# Exercise brief
From the records below, output exactly the lines starting at the line with "# rows come back like column 381, row 443" and ending at the line with "# rows come back like column 423, row 231", both of them included, but no pictures.

===

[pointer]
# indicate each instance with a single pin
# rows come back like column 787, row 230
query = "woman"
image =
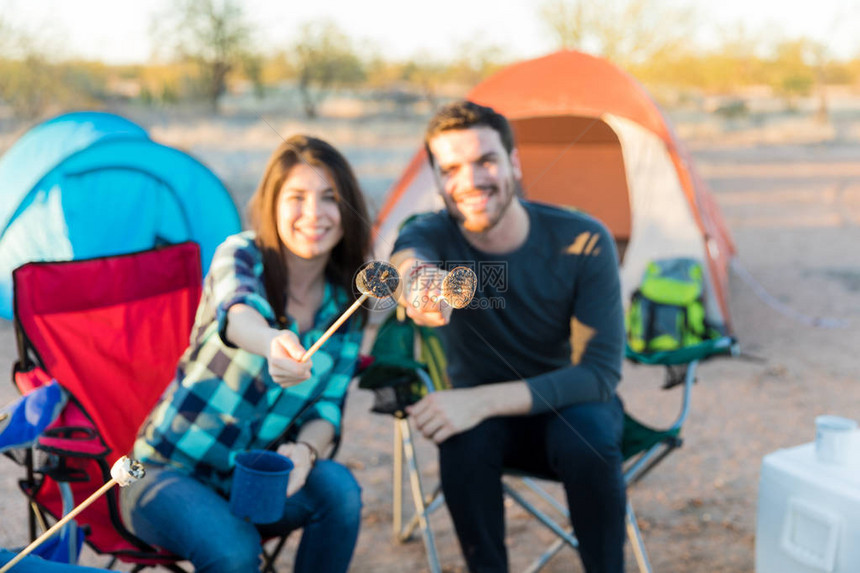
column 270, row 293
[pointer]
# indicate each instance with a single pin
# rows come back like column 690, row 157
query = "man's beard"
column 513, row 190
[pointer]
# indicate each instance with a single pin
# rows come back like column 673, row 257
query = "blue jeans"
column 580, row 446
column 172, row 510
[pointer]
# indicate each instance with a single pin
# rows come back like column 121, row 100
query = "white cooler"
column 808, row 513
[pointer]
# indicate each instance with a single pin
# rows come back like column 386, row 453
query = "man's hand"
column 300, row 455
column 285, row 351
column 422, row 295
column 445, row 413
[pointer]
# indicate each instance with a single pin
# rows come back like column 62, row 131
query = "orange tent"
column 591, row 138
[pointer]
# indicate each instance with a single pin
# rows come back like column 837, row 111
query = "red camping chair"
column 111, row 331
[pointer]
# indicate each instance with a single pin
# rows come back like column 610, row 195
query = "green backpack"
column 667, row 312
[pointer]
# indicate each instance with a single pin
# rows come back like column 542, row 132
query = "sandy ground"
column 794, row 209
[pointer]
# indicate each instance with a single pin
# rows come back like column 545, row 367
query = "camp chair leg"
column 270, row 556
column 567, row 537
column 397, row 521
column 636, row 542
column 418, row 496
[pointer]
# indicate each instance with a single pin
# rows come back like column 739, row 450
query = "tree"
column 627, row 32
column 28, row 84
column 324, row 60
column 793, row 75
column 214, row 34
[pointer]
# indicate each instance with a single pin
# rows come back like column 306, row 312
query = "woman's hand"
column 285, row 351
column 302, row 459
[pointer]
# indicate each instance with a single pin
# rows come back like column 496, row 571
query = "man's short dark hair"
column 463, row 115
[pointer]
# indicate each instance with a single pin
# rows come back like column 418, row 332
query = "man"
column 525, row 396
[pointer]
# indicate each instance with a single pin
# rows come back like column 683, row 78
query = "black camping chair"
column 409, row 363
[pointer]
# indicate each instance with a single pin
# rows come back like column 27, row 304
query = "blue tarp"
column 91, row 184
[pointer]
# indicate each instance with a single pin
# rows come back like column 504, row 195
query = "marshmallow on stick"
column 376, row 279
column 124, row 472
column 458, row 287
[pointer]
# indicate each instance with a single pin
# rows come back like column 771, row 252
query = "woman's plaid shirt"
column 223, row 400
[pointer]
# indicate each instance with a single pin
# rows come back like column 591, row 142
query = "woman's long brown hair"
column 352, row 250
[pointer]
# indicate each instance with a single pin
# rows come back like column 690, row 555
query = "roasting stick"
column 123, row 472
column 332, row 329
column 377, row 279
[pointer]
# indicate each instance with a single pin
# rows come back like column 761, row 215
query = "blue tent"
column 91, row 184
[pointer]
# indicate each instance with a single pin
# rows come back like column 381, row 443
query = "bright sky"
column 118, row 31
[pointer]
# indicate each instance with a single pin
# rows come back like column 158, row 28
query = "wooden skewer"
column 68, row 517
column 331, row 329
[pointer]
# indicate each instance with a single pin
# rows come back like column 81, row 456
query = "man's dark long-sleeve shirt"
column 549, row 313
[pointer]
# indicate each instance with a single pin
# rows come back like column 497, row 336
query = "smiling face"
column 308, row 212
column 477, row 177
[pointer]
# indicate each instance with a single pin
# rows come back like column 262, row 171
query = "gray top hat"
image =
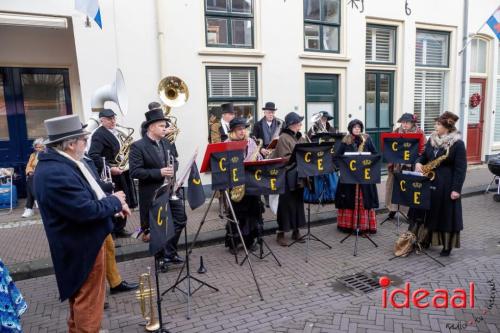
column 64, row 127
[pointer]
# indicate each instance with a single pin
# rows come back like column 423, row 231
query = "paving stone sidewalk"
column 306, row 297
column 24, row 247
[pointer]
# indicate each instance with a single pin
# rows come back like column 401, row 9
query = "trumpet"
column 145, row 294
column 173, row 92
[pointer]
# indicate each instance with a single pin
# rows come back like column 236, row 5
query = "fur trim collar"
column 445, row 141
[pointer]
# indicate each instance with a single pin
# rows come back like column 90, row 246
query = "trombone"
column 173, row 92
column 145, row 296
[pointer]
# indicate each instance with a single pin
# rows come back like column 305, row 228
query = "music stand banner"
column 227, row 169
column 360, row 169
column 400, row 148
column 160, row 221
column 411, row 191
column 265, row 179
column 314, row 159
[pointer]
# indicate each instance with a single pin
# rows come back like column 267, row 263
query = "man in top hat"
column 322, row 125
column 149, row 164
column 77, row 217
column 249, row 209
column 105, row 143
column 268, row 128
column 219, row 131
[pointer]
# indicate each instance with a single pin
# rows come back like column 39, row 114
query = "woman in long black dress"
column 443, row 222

===

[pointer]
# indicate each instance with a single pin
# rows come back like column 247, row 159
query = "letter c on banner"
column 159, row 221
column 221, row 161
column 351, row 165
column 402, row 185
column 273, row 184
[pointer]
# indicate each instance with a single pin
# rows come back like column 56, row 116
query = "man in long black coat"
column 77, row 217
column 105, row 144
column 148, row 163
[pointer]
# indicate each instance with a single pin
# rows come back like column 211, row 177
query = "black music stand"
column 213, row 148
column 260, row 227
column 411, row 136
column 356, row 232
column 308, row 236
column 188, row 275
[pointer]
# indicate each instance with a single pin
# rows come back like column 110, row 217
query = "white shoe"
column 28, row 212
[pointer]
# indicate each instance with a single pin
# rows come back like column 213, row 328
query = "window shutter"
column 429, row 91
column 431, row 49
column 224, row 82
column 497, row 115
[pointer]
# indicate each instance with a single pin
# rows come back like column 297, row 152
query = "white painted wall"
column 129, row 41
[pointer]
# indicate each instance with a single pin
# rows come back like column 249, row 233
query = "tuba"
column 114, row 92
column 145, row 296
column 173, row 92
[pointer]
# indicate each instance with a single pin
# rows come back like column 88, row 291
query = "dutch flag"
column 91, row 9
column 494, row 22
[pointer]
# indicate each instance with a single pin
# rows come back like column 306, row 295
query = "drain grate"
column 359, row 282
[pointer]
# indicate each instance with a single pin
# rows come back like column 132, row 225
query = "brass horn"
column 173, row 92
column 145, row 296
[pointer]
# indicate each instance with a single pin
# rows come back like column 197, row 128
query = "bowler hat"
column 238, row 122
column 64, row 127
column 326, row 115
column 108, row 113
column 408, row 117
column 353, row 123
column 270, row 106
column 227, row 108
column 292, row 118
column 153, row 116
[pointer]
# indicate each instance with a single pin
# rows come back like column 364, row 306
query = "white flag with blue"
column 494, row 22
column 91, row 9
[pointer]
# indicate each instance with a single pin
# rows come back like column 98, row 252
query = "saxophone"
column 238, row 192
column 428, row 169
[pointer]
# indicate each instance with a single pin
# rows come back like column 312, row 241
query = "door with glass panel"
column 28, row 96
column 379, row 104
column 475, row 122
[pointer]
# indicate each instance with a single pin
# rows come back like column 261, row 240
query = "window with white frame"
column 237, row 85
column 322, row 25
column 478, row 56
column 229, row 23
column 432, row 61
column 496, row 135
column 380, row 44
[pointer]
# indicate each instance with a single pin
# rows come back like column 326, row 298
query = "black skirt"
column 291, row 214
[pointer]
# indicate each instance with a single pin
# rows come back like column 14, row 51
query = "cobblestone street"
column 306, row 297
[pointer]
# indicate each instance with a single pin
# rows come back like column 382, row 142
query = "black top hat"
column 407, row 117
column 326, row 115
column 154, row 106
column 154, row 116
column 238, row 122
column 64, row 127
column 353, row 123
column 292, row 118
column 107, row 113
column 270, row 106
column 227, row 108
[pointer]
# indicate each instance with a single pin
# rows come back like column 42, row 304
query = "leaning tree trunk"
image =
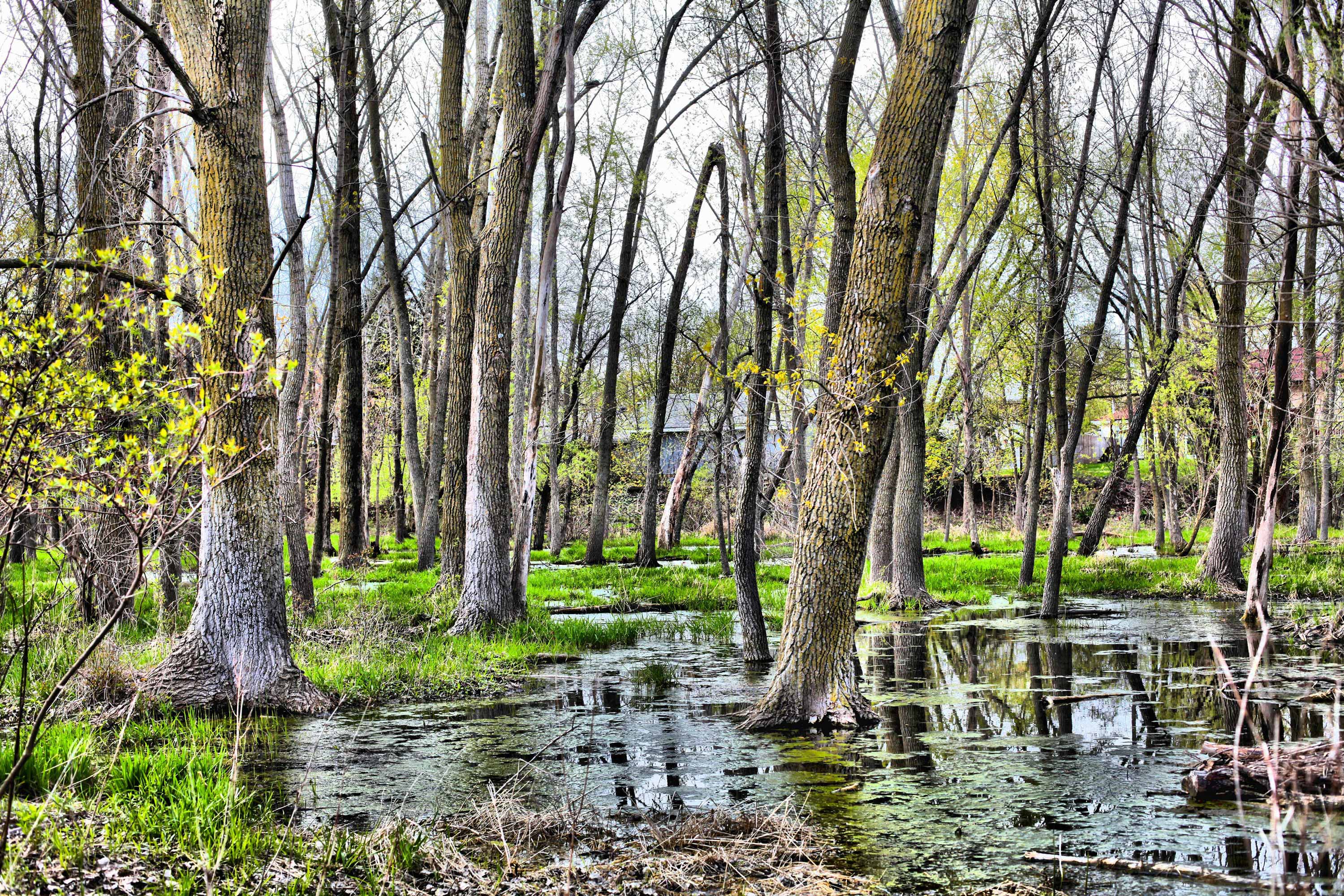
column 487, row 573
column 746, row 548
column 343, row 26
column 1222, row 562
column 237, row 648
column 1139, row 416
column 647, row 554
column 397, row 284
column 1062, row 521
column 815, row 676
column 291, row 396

===

# Result
# rows come back like column 381, row 443
query = "bright sky"
column 118, row 31
[pointer]
# indicate each instance with a single pin
# rows come back like column 158, row 28
query = "wooden skewer"
column 68, row 517
column 331, row 329
[pointer]
# indicate each instance with a single pin
# rows come back like column 81, row 456
query = "man's dark long-sleeve shirt"
column 549, row 313
[pointer]
# indicate each instance with a single pin
# rows come back like column 497, row 336
query = "smiling face"
column 308, row 212
column 477, row 177
[pointer]
# indicate each instance with a single pin
# rows come back like column 262, row 171
query = "gray top hat"
image =
column 64, row 127
[pointer]
# indicate each instance with a single pin
# rows come back like column 423, row 231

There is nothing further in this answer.